▶ _Goal_: Copy verbatim the lines from the one containing "Given the image above, detect white countertop" through the last line, inclusive.

▶ _Exercise input_:
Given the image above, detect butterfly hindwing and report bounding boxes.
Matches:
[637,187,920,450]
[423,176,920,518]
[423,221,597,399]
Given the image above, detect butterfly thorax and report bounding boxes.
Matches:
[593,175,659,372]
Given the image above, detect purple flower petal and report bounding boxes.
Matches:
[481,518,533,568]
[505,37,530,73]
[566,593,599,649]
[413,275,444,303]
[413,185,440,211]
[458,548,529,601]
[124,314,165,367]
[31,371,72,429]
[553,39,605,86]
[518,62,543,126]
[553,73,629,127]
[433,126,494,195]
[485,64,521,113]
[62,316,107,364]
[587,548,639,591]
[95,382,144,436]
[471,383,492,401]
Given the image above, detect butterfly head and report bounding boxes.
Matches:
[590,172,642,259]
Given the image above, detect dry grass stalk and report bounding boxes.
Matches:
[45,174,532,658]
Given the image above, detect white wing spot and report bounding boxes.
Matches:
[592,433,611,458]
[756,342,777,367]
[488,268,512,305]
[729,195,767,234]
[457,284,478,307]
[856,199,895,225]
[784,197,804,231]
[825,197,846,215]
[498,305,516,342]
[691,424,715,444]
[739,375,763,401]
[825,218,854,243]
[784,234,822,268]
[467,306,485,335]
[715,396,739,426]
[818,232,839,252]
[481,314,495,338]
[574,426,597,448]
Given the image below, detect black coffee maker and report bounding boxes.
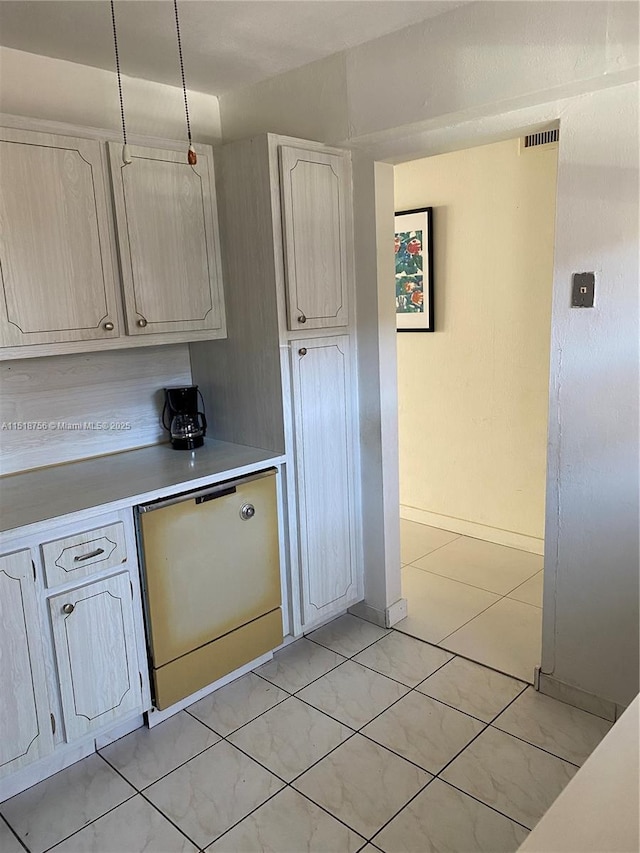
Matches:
[162,385,207,450]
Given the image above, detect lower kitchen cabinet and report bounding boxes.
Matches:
[0,550,53,776]
[291,335,362,629]
[0,510,150,788]
[49,572,142,741]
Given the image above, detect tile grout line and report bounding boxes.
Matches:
[0,812,31,853]
[184,688,293,746]
[34,764,140,853]
[408,522,462,569]
[369,687,528,841]
[405,554,543,610]
[92,756,205,850]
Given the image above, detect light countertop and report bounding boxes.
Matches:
[0,439,284,532]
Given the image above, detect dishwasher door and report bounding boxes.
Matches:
[137,470,282,709]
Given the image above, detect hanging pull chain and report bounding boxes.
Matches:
[111,0,131,166]
[173,0,198,166]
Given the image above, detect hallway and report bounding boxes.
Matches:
[394,519,543,684]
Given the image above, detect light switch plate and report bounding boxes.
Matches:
[571,272,596,308]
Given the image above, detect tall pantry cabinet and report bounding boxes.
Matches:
[191,134,363,633]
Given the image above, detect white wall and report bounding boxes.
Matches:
[221,2,639,704]
[347,0,638,138]
[0,46,220,145]
[394,139,557,554]
[542,84,640,705]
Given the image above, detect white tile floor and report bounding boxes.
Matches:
[395,519,542,683]
[0,612,611,853]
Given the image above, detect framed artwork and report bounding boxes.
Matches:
[395,207,434,332]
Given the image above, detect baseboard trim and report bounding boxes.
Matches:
[536,672,621,722]
[400,504,544,556]
[348,598,407,628]
[147,652,273,729]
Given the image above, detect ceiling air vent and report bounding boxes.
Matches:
[524,127,560,148]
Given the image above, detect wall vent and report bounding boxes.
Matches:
[524,127,560,148]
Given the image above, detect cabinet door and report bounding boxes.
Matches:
[0,128,118,347]
[291,336,360,626]
[49,572,142,741]
[109,143,225,337]
[0,551,53,776]
[280,146,350,330]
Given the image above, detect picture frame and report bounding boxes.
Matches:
[394,207,435,332]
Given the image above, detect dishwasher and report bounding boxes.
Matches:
[136,469,283,710]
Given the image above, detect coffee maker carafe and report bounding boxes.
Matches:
[162,385,207,450]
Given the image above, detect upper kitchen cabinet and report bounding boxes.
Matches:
[109,143,226,338]
[0,128,119,347]
[280,145,351,331]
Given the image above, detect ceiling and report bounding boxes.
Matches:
[0,0,465,95]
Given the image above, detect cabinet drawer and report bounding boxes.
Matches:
[40,521,127,587]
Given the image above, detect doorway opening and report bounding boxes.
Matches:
[394,137,558,682]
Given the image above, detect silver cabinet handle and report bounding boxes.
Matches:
[73,548,104,563]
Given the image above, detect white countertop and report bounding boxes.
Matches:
[518,696,640,853]
[0,439,284,532]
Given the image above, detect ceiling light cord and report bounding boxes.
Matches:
[174,0,198,166]
[111,0,131,166]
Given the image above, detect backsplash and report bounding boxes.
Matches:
[0,344,191,474]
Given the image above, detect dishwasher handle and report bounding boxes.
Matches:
[196,486,236,504]
[136,468,276,512]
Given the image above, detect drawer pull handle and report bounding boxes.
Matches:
[73,548,104,563]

▶ _Answer to this task_:
Given the image above, detect white countertop and report bounding boxes.
Matches:
[518,696,640,853]
[0,439,284,532]
Given the image above, detect ceiling light cord and report bounding boxes.
Matches:
[174,0,198,166]
[111,0,131,166]
Given the image above, detect backsplash and report bounding boxes.
Matches:
[0,344,191,474]
Given the image above, detect dishwasher handle and report bounding boxes.
Matches:
[196,486,236,504]
[136,468,276,512]
Given the image above, detect drawer pull handle and report bounding boxes.
Matches:
[73,548,104,563]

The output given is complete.